● Extracted material
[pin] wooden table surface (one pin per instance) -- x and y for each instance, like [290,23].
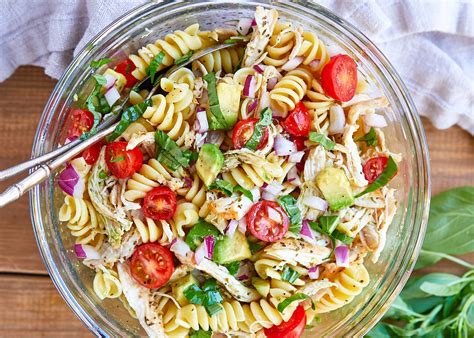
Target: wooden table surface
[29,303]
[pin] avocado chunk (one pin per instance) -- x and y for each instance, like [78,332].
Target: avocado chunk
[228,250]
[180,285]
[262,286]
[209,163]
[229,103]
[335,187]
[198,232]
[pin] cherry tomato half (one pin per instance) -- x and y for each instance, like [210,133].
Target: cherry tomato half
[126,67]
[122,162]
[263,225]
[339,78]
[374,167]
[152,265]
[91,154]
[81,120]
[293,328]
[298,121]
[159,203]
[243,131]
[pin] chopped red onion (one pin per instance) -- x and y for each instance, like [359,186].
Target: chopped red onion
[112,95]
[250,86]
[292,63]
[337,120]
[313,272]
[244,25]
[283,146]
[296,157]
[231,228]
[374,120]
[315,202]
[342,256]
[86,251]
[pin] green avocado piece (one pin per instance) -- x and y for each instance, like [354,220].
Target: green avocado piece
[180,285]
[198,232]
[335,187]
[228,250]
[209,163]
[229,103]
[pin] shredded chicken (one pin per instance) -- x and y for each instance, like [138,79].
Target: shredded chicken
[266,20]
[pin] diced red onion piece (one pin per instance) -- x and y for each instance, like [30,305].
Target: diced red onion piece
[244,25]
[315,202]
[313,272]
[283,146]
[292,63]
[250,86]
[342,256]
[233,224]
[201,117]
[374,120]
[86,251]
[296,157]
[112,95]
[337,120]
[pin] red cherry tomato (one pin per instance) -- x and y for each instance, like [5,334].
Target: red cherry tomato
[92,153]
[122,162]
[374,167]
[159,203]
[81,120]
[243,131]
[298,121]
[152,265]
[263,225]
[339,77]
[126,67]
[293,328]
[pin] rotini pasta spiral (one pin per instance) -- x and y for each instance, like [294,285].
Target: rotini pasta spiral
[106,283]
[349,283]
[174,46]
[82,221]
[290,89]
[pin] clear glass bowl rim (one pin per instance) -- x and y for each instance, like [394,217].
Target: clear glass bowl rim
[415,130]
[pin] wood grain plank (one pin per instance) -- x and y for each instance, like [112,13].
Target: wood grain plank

● The request
Convert every one of the rows above into a Markdown table with the columns Number and Line, numbering each line in order and skipping blank lines. Leave the pictures out of the table.

● Answer to the exercise
| Number | Line |
|---|---|
| 1 | [pin] wooden table surface (one pin per instance) -- x and y for each instance, like [290,23]. |
| 2 | Target: wooden table surface |
| 3 | [29,303] |
| 4 | [pin] avocado chunk (one pin per instance) -- x and y for each instance, like [78,332]. |
| 5 | Target: avocado chunk |
| 6 | [228,250] |
| 7 | [180,285] |
| 8 | [262,286] |
| 9 | [209,163] |
| 10 | [229,103] |
| 11 | [335,187] |
| 12 | [198,232] |
| 13 | [pin] cherry tomato half (one pin per instance) -- x and y for each instance, like [210,133]. |
| 14 | Target: cherry tomato half |
| 15 | [126,67] |
| 16 | [122,162] |
| 17 | [263,225] |
| 18 | [339,78] |
| 19 | [374,167] |
| 20 | [152,265] |
| 21 | [91,154] |
| 22 | [81,120] |
| 23 | [293,328] |
| 24 | [298,121] |
| 25 | [159,203] |
| 26 | [243,131] |
| 27 | [pin] chopped red onion (one pin per instance) -- x and y for each instance, like [359,186]. |
| 28 | Target: chopped red onion |
| 29 | [112,95] |
| 30 | [250,86] |
| 31 | [292,63] |
| 32 | [337,120] |
| 33 | [313,272] |
| 34 | [244,25] |
| 35 | [283,146] |
| 36 | [296,157] |
| 37 | [231,228] |
| 38 | [374,120] |
| 39 | [315,202] |
| 40 | [342,256] |
| 41 | [86,251] |
| 42 | [pin] green avocado piece (one pin per instance) -- x and y for each instance, like [354,220]. |
| 43 | Target: green avocado piece |
| 44 | [180,285] |
| 45 | [198,232] |
| 46 | [335,187] |
| 47 | [228,250] |
| 48 | [209,163] |
| 49 | [229,103] |
| 50 | [pin] shredded chicken (one pin per instance) -- x and y for each instance, like [138,79]. |
| 51 | Target: shredded chicken |
| 52 | [266,20] |
| 53 | [pin] diced red onion piece (one pin per instance) -- x and y for each instance, like [30,305]. |
| 54 | Target: diced red onion piece |
| 55 | [244,25] |
| 56 | [315,202] |
| 57 | [313,272] |
| 58 | [283,146] |
| 59 | [292,63] |
| 60 | [250,86] |
| 61 | [342,256] |
| 62 | [233,224] |
| 63 | [201,117] |
| 64 | [374,120] |
| 65 | [86,251] |
| 66 | [296,157] |
| 67 | [112,95] |
| 68 | [337,120] |
| 69 | [pin] red cherry tomato (one pin per instance) -- x and y for each instance, like [5,334]. |
| 70 | Target: red cherry tomato |
| 71 | [92,153] |
| 72 | [122,162] |
| 73 | [374,167] |
| 74 | [159,203] |
| 75 | [81,120] |
| 76 | [243,131] |
| 77 | [298,121] |
| 78 | [152,265] |
| 79 | [263,225] |
| 80 | [339,77] |
| 81 | [126,67] |
| 82 | [293,328] |
| 83 | [pin] rotini pasta spiral (one pin per instance) -- x and y for each instance, like [294,285]. |
| 84 | Target: rotini pasta spiral |
| 85 | [106,283] |
| 86 | [349,283] |
| 87 | [174,46] |
| 88 | [82,221] |
| 89 | [290,89] |
| 90 | [pin] clear glass bowl rim (one pin per instance) -- x and y for each instance, like [394,217]. |
| 91 | Target: clear glass bowl rim |
| 92 | [415,130] |
| 93 | [pin] wood grain plank (one pin per instance) -- x and y for each instance, like [112,13]. |
| 94 | Target: wood grain plank |